§ JOB
Give the data below again, word for word.

§ MATERIAL FOR THIS EXERCISE
____

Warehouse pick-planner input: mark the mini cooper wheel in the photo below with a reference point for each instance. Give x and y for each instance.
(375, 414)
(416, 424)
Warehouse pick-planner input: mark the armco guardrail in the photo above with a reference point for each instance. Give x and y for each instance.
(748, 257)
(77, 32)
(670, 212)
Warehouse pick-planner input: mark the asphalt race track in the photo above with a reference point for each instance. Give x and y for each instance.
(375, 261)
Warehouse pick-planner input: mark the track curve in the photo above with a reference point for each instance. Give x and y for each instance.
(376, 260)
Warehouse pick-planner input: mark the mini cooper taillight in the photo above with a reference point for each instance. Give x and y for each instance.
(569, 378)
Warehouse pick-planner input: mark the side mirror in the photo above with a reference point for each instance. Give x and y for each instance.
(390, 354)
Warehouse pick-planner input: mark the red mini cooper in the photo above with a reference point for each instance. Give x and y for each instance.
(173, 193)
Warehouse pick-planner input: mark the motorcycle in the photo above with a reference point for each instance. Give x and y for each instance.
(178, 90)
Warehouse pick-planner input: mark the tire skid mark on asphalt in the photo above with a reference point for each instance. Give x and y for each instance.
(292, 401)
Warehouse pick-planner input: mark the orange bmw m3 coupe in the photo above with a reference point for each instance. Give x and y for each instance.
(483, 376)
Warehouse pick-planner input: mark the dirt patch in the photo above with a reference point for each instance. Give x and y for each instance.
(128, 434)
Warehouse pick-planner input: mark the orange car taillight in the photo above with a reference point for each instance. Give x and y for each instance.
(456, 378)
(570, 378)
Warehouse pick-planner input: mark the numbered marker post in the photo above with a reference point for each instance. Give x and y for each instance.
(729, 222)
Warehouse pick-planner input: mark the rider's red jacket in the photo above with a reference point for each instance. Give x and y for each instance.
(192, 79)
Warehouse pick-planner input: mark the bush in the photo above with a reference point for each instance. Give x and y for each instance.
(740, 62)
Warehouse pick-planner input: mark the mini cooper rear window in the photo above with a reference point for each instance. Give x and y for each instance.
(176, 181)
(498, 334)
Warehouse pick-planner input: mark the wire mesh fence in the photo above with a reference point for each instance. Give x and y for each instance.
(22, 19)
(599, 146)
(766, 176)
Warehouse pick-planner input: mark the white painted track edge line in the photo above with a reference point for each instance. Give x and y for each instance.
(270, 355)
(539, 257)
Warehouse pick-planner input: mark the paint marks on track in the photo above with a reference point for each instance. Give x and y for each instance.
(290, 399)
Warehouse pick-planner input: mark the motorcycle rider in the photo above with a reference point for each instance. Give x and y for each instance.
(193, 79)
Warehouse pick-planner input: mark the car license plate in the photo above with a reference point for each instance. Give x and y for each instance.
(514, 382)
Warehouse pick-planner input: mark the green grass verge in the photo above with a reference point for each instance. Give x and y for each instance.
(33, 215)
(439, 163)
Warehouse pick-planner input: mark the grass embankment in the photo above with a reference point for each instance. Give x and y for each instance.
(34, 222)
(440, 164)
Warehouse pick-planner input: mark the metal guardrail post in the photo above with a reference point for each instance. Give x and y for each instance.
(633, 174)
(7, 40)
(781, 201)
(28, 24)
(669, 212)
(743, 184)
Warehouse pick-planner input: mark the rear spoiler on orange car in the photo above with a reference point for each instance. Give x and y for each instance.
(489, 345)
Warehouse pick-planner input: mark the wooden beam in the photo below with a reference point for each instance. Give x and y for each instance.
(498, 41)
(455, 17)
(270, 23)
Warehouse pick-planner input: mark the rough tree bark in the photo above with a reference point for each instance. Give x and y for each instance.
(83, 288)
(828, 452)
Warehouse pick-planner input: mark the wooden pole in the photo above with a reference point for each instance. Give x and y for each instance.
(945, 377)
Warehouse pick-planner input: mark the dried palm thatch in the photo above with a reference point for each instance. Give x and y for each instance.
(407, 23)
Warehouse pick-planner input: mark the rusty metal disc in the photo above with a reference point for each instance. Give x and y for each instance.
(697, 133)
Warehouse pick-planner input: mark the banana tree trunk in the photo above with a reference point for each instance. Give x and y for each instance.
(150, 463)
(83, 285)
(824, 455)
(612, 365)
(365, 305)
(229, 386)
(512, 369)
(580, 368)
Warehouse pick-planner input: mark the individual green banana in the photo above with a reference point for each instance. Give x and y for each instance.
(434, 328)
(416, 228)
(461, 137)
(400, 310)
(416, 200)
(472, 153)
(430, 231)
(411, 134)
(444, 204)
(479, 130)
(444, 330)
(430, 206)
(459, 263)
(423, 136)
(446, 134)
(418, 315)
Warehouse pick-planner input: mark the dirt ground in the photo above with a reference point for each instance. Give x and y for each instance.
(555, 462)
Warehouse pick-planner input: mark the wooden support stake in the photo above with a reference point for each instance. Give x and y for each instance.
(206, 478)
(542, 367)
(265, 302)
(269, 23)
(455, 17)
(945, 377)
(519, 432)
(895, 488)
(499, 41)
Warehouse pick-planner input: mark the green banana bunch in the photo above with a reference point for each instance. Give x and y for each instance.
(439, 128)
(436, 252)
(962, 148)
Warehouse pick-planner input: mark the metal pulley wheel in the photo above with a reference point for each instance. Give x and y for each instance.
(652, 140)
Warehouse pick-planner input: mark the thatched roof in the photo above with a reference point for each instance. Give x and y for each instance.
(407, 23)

____

§ SOLUTION FOR THIS PROBLEM
Warehouse pick-planner input: mark the mini cooper wheel in the photo below with a reference point for each instance. Give x and y for each instance.
(375, 414)
(416, 424)
Warehouse pick-planner input: mark the armco guardrail in the photo above with a reference point for each instance. Give x and y for each instance.
(748, 257)
(77, 32)
(670, 212)
Warehouse pick-planner input: mark the asphalt race track in the photo above with a reference point for each instance. Give x and y for each instance.
(375, 261)
Warehouse pick-planner input: mark the track curve in the photo above with a reference point for each instance. Give x and y for each instance.
(376, 260)
Warehouse pick-planner input: mark the mini cooper taillight in the photo above with a reference point for each instance. Give x and y for each instance.
(569, 378)
Warehouse pick-planner input: mark the side mirror in the photo above with a reference point for each instance. Give x and y for each instance.
(390, 354)
Warehouse pick-planner input: mark the red mini cooper in the photo above with a reference point for each instance. Give x and y for each instance.
(173, 193)
Warehouse pick-planner input: mark the motorcycle in the photo above with a reference point for each instance. Give x and y for each instance.
(178, 90)
Warehouse pick-planner input: mark the tire skid mark on asphalt in the photo above with a reference point for each instance. Give x and y for each instance.
(292, 401)
Warehouse pick-planner input: mark the orange bmw m3 coupe in the photo above with a reference point for each instance. Give x and y for each instance.
(483, 376)
Warehouse pick-planner input: mark the dirt patch in the photo above with a reference point for each instance. Give x and y for each instance.
(128, 434)
Warehouse pick-planner input: mark the orange car taillight in the photo above with a reference point for each instance. Give x and y for each instance.
(456, 378)
(570, 378)
Warehouse pick-planner input: mark the numbered marker post in the photo above with a reference point for each instance. Give x and y for each instance.
(729, 222)
Warehouse pick-planner input: mark the rider's red jacket in the photo above with a reference point for each instance. Give x and y for each instance.
(192, 79)
Warehouse pick-planner input: mark the bush in the photo above with a reference point for each instance. Give x and y for each instance.
(740, 62)
Warehouse pick-planner input: mark the mini cooper rear window in the photo above with a reference point for each instance. Give x and y for each instance.
(176, 181)
(498, 334)
Warehouse pick-planner input: mark the wire mesh fence in the photo above with a reference point for each instance. Give x and y for each instance.
(22, 19)
(599, 146)
(766, 176)
Warehouse pick-planner input: mark the white painted track edge line in the photo above with a reference point for each instance. Give x and y for each instance.
(270, 355)
(539, 257)
Warehouse pick-planner input: mark the paint marks on track in the photo above with a reference point for each instance. Give x and y for each instance.
(290, 399)
Warehouse pick-planner input: mark the motorcycle rider in the photo above with a reference point for each instance. Give x and y for each instance.
(193, 79)
Warehouse pick-planner input: mark the car license plate in the photo above with a reference point for each instance. Give x and y for each instance.
(514, 382)
Warehouse pick-planner input: mark the green grass verge in the photo above with a reference point for each instance. Give x and y for each instance.
(33, 215)
(439, 163)
Warehouse pick-planner input: mark the grass embankment in the photo above with a reference point for each instance. Give x and y for each instance.
(34, 222)
(440, 164)
Warehouse pick-planner input: mark the metal guardrail post in the photo above with a reference point for each instance. Give x and y for each instance.
(633, 174)
(7, 40)
(781, 201)
(28, 24)
(669, 212)
(743, 184)
Warehouse pick-planner input: mark the rear spoiler on orange car in the photo above with a reference point for each instance. Give x and y for each instance.
(489, 345)
Warehouse pick-planner input: mark the wooden beam in the photo below with a reference point for each instance. Give x and y for each instance.
(498, 41)
(455, 17)
(270, 23)
Warehouse pick-planner input: mark the rough tree bark in the photo above with a reference point for each instance. Give x and y for each instance.
(83, 288)
(828, 452)
Warehouse pick-planner input: mark the wooden pole in the photo above with a reference point for each instance. Give x and y for each instance.
(945, 377)
Warehouse pick-planner input: mark the dried palm thatch in the photo above with a reference point for each instance. Give x and y for each instance.
(407, 23)
Warehouse pick-planner input: mark the rusty metal disc in the photo above with a reference point for each instance. Give x and y for each instance.
(697, 133)
Warehouse pick-planner input: mark the banana tree trunk in the photo above with a reference point for each instance. Give x and y for each instance.
(150, 463)
(83, 285)
(824, 455)
(612, 365)
(365, 305)
(229, 386)
(512, 369)
(580, 368)
Warehouse pick-planner input: mark the individual green banana in the photo above with a reference point for each instance. Give x and y for each instance.
(434, 328)
(416, 228)
(461, 137)
(400, 310)
(416, 200)
(472, 153)
(430, 231)
(411, 134)
(444, 204)
(479, 130)
(444, 330)
(430, 206)
(459, 263)
(423, 136)
(446, 134)
(418, 315)
Warehouse pick-planner input: mark the dirt ground in the photo above with a reference point for each instance. Give x and y for each instance.
(555, 462)
Warehouse pick-planner input: mark the wooden support stake in the photo above with a reference point for each instance. Give x and y for each instance.
(206, 478)
(542, 367)
(265, 302)
(269, 23)
(455, 17)
(945, 377)
(519, 432)
(895, 488)
(499, 41)
Warehouse pick-planner input: mark the green banana bunch in the photo above with a reference point for each instance. Give x and y for each instance.
(439, 128)
(436, 252)
(962, 148)
Warehouse pick-planner input: mark the metal pulley wheel in the photo above with a reference point for each instance. Give x and y for each instance.
(652, 140)
Warehouse pick-planner input: mark the thatched roof in the photo above with a reference point for each instance. Give x and y for each instance.
(407, 23)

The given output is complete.